Goal of the exercise
Rewrite each of the records below with "pixel" changed to "image" and every other part left unchanged.

Input material
╭──
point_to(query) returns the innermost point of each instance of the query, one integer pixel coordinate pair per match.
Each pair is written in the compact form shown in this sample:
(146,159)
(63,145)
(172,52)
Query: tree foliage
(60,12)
╰──
Task answer
point_to(query) returns the innermost point of each instance of the query, one integer image coordinate pair per match.
Each pair is written in the compact form shown in this sample:
(146,159)
(63,145)
(172,52)
Query: tree foliage
(60,12)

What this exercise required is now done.